- Dataset entries

--- START ---

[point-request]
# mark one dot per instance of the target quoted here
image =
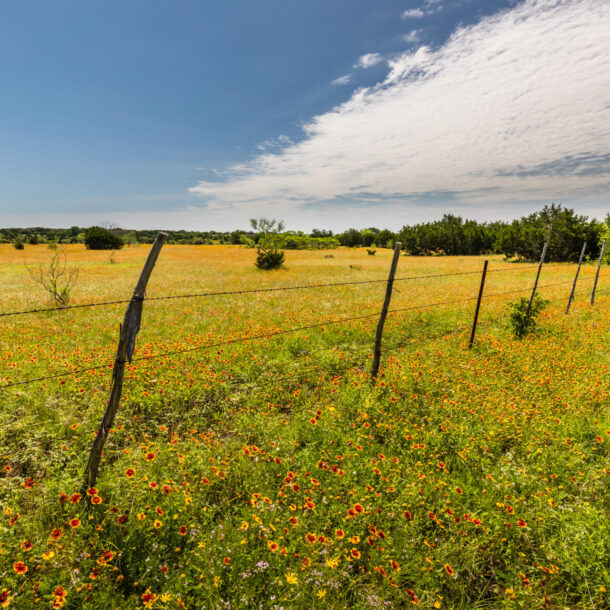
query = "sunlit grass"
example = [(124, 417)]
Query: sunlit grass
[(461, 479)]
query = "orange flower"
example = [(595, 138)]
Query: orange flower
[(272, 546), (59, 597), (148, 598), (56, 533)]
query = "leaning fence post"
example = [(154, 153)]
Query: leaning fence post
[(384, 311), (476, 312), (582, 254), (127, 340), (599, 264), (529, 305)]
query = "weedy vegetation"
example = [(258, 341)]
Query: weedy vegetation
[(272, 473)]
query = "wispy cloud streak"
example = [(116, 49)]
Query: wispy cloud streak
[(481, 117)]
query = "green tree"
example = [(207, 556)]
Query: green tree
[(269, 255), (563, 230), (98, 238)]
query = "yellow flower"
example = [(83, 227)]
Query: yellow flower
[(291, 579)]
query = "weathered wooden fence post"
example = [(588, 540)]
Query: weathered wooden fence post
[(384, 311), (599, 264), (582, 255), (127, 340), (529, 305), (476, 312)]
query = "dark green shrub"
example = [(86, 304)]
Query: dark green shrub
[(98, 238), (269, 259), (523, 322)]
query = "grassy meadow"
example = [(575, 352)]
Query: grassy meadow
[(271, 473)]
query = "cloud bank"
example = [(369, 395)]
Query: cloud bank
[(513, 109)]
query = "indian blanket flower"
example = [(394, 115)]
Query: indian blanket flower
[(148, 598), (59, 597)]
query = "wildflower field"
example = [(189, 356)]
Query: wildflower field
[(271, 473)]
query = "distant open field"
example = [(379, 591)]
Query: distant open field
[(271, 472)]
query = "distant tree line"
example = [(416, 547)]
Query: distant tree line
[(563, 229)]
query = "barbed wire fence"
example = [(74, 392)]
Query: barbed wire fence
[(131, 325)]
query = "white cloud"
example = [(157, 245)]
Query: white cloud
[(413, 13), (429, 7), (368, 60), (275, 143), (515, 109), (412, 36), (342, 80)]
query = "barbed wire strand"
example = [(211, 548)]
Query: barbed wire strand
[(272, 334), (307, 370), (253, 291)]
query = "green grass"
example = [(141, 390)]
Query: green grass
[(460, 479)]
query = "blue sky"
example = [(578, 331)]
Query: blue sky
[(330, 113)]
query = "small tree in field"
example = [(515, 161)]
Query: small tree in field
[(269, 255), (523, 319)]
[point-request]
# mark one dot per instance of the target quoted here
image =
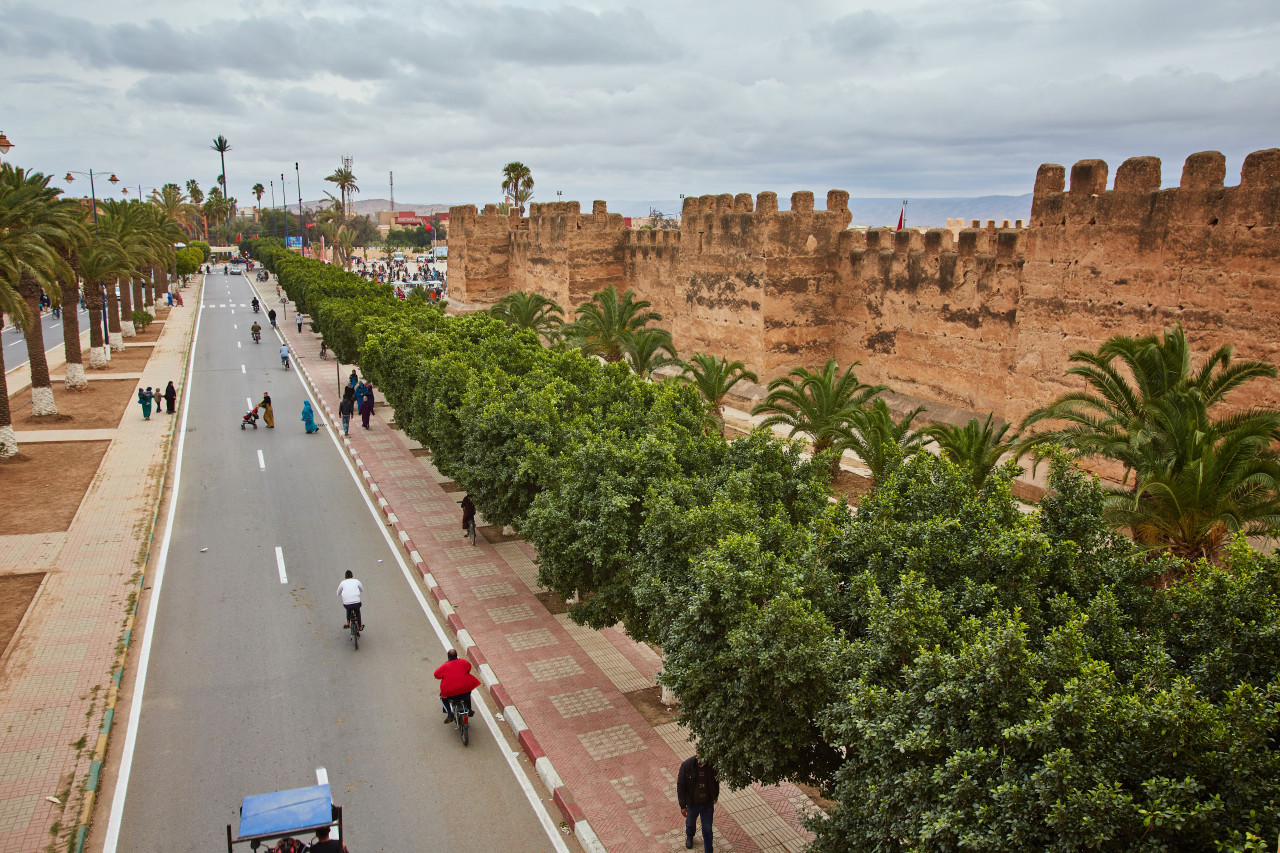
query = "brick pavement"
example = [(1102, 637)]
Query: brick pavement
[(566, 683), (62, 670)]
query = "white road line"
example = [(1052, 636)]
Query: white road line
[(131, 737), (531, 794)]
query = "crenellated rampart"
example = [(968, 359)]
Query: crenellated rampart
[(982, 318)]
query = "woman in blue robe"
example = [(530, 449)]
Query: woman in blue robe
[(309, 418)]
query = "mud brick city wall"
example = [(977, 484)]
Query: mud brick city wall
[(983, 319)]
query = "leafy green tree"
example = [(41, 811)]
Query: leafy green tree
[(517, 182), (531, 311), (714, 378), (647, 350), (603, 324), (1212, 479), (821, 405), (1193, 477), (976, 447), (880, 439)]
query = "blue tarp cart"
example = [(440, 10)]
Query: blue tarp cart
[(284, 813)]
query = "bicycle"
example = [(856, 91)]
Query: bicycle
[(458, 708), (353, 621)]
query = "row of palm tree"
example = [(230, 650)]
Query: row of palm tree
[(1192, 477), (48, 246)]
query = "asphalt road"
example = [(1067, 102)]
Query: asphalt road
[(252, 683), (16, 346)]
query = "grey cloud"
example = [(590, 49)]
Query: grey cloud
[(859, 33)]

--- END ---

- How to complete this task
Pictures do not belong in the copy; repeat the rest of the listing exactly.

- Task result
[point-request]
# mark one dot per instance of the target quoted here
image =
query = "sunlit grass"
example = [(124, 417)]
Query: sunlit grass
[(461, 479)]
query = "orange flower"
example = [(595, 138)]
Query: orange flower
[(272, 546), (59, 597), (148, 598), (56, 533)]
query = "leaning fence post"
example = [(154, 153)]
Query: leaning fence post
[(384, 311), (476, 312), (582, 254), (127, 340), (599, 264), (529, 305)]
query = "weedy vegetation"
example = [(258, 341)]
Query: weedy vegetation
[(272, 473)]
query = "wispy cloud streak"
example = [(116, 49)]
Query: wispy cloud streak
[(481, 117)]
query = "green tree"
example = [(207, 556)]
Query: green tree
[(269, 255), (563, 230), (98, 238)]
query = "yellow flower"
example = [(83, 227)]
Query: yellow flower
[(291, 579)]
query = "weathered wooden fence post"
example = [(588, 540)]
Query: weathered wooden fence post
[(384, 311), (599, 264), (582, 255), (127, 340), (529, 305), (476, 312)]
query = "dark green shrub"
example = [(86, 304)]
Query: dark green shrub
[(98, 238), (269, 259), (523, 322)]
query = "grassy meadow"
example = [(575, 352)]
Query: grassy meadow
[(271, 473)]
query = "cloud bank"
example = [(369, 395)]
Query: cloud bank
[(513, 109)]
query = "indian blanket flower"
example = [(394, 115)]
Query: indian blanket flower
[(148, 598), (59, 597)]
query = "wildflower field"
example = [(189, 356)]
Query: wildflower field
[(271, 473)]
query = "distant open field"
example = [(379, 591)]
Query: distant open field
[(271, 472)]
query = "distant tree line"
example = [(416, 547)]
Query: distant tree line
[(563, 229)]
query = "barbed wire fence"
example = [(74, 392)]
Query: barbed wire fence
[(131, 325)]
query = "white cloud"
example = [(157, 245)]
Query: white cloud
[(413, 13), (429, 7), (368, 60), (275, 143), (515, 109), (412, 36), (342, 80)]
query = "barbed wire strand"
example = [(211, 548)]
Query: barbed wire strand
[(272, 334), (307, 370), (253, 291)]
query = "green grass"
example = [(141, 390)]
Query: green grass
[(460, 479)]
query = "blue sky"
example = [(578, 331)]
Query: blue sky
[(330, 113)]
query = "small tree in field"
example = [(515, 161)]
Query: small tree in field
[(269, 255), (523, 319)]
[point-request]
# mark one dot per instance of the target quoted here
image =
query = "brick pavement"
example = [(1102, 637)]
Query: brick pavement
[(566, 683), (62, 670)]
query = "white road line"
example = [(1052, 636)]
Query: white road line
[(131, 737), (531, 794)]
query = "crenellated rampart"
example = [(968, 359)]
Query: crenellated rampart
[(982, 318)]
query = "woman in blue robe"
example = [(530, 449)]
Query: woman in blue robe
[(309, 418)]
query = "mud brick city wall"
example = [(977, 484)]
Query: mud brick city wall
[(983, 319)]
query = "leafy green tree"
example = [(41, 811)]
Query: leafy green tree
[(517, 182), (531, 311), (714, 378), (647, 350), (603, 324), (1212, 479), (821, 405), (1193, 477), (976, 447), (880, 439)]
query = "blue tarp cart"
example = [(440, 10)]
Query: blue tarp cart
[(284, 813)]
query = "bicycle"
example = [(856, 91)]
Query: bicycle
[(458, 708), (353, 621)]
query = "row of palm tree"
example = [(230, 650)]
Query: row of palm tree
[(1192, 477), (48, 246)]
query = "asphalt road"
example = [(1067, 102)]
Query: asphalt road
[(252, 683), (16, 346)]
query = "grey cloud"
example = [(590, 49)]
Query: grey cloud
[(859, 33)]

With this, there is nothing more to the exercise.